Task to complete: Using the material below, print the line that contains "orange canopy valance", the line that contains "blue polo shirt", and every line in between, exactly and nothing else.

^^^^^^^^

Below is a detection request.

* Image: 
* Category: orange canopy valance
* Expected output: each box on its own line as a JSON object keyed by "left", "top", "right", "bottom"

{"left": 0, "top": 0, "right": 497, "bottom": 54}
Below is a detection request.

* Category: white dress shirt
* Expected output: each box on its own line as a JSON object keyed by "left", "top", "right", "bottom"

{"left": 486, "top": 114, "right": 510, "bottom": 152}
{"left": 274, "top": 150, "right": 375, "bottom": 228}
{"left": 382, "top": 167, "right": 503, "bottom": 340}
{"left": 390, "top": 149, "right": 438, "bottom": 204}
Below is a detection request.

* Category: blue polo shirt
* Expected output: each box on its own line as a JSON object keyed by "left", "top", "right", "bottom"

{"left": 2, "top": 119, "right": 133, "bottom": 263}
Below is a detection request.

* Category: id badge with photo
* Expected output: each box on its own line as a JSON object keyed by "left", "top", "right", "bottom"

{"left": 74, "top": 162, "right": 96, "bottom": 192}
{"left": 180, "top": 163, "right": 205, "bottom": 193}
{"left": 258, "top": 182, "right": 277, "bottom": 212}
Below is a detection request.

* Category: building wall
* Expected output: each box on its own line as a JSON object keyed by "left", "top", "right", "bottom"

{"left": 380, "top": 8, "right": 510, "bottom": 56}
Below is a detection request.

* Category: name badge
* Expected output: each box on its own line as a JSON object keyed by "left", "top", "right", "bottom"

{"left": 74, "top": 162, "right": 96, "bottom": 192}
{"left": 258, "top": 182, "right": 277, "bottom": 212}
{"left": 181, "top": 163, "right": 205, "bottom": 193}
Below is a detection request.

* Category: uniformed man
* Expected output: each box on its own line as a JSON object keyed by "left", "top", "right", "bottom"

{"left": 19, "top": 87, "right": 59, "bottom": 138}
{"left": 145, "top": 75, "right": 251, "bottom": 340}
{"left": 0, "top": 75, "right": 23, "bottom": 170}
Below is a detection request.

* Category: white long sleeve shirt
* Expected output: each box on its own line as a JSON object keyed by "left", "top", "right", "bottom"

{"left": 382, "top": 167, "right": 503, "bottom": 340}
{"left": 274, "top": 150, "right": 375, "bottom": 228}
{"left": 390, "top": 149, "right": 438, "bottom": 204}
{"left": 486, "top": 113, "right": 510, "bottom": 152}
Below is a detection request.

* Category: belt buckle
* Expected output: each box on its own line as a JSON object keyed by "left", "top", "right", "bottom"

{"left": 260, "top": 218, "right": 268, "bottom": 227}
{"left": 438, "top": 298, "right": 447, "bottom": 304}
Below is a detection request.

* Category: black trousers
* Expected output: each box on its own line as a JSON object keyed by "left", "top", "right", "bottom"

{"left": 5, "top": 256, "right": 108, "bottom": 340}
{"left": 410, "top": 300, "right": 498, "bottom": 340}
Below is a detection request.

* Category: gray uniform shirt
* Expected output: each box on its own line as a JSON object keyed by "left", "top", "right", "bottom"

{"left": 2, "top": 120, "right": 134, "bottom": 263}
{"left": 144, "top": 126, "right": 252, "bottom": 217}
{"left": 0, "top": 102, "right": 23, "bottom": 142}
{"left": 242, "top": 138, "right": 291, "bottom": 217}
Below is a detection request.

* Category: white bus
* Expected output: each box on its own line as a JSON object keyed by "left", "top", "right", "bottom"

^^^^^^^^

Solution to the problem:
* Category: orange canopy valance
* Expected output: each box on its own line as a JSON object keyed by "left", "top", "right", "bottom"

{"left": 0, "top": 0, "right": 497, "bottom": 54}
Below is a detection request.

* Category: white dress shirt
* Expected output: each box on its own line as a JSON object keyed by "left", "top", "right", "bottom"

{"left": 486, "top": 114, "right": 510, "bottom": 152}
{"left": 274, "top": 150, "right": 375, "bottom": 228}
{"left": 382, "top": 167, "right": 503, "bottom": 340}
{"left": 390, "top": 149, "right": 438, "bottom": 204}
Below is a detection request.

* Category: blue polo shirt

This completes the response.